=== Supplied information ===

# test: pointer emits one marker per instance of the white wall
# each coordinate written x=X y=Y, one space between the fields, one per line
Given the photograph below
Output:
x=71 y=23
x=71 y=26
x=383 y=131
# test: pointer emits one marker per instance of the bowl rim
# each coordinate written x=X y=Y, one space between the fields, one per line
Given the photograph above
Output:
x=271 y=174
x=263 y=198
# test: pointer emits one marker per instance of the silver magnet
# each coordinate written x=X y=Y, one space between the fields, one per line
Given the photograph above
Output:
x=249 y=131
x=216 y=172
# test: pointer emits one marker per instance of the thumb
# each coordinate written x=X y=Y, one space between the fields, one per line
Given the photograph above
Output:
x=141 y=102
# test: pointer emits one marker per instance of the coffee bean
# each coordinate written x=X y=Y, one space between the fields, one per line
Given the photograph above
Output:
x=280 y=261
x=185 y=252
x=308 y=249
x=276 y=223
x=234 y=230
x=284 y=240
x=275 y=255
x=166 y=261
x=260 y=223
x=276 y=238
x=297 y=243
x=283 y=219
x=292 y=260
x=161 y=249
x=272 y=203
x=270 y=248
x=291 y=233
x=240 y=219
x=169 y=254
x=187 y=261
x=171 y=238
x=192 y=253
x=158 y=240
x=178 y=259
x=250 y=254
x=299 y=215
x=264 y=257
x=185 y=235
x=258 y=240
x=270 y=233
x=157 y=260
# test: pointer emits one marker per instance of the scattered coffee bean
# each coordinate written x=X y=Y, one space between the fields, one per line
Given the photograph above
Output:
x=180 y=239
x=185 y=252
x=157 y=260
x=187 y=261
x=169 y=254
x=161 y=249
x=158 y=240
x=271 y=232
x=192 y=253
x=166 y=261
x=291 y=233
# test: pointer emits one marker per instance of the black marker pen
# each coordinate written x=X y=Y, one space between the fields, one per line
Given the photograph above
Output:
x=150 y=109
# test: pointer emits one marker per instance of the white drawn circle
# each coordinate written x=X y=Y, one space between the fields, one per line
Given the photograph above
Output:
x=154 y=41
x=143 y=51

===

_Task requirements_
Reproduce the material exactly, with every line intact.

_Correct response_
# test: pointer emits one marker per instance of the white wall
# each coordinate written x=X y=Y, one space between the fields, one per line
Given the photograph below
Output:
x=71 y=23
x=71 y=26
x=383 y=131
# test: pointer emits one marker per instance of the bowl rim
# each coordinate written x=X y=Y, one space between the fields, one per line
Given the photograph above
Output:
x=271 y=174
x=263 y=198
# test: pointer emits one marker per instance of the silver magnet
# each coordinate written x=X y=Y, one space between the fields, one per line
Given the photograph above
Output:
x=249 y=131
x=216 y=172
# test: pointer emits one marker per instance of the thumb
# each coordinate written x=X y=Y, one space between the fields, one per line
Given the photograph above
Output:
x=141 y=102
# test: pointer emits one marker per instance of the coffee bean
# each coordinate written x=X y=Y, one space between the fields, one per line
Given the photograph above
Output:
x=280 y=261
x=185 y=252
x=308 y=249
x=276 y=223
x=234 y=230
x=284 y=240
x=275 y=255
x=166 y=261
x=260 y=223
x=276 y=238
x=297 y=243
x=283 y=219
x=292 y=260
x=161 y=249
x=272 y=203
x=270 y=248
x=291 y=233
x=240 y=219
x=169 y=254
x=187 y=261
x=171 y=238
x=192 y=253
x=158 y=240
x=178 y=259
x=250 y=254
x=299 y=215
x=264 y=257
x=185 y=235
x=258 y=240
x=270 y=233
x=157 y=260
# test: pointer emits one marker per instance of the scattered coffee bean
# each coordinate written x=X y=Y, one space between the fields, one per line
Given the photograph above
Output:
x=180 y=239
x=185 y=252
x=157 y=260
x=187 y=261
x=169 y=254
x=161 y=249
x=158 y=240
x=271 y=232
x=192 y=253
x=166 y=261
x=291 y=233
# test: pointer emits one marker per instance of the black marker pen
# each coordinate written x=X y=Y, one space between the fields, one per line
Given the photograph above
Output:
x=150 y=109
# test: pointer emits one marker per instance of the white drawn circle
# each coordinate written x=X y=Y, one space between the fields, one per line
Given the photograph above
Output:
x=154 y=41
x=143 y=51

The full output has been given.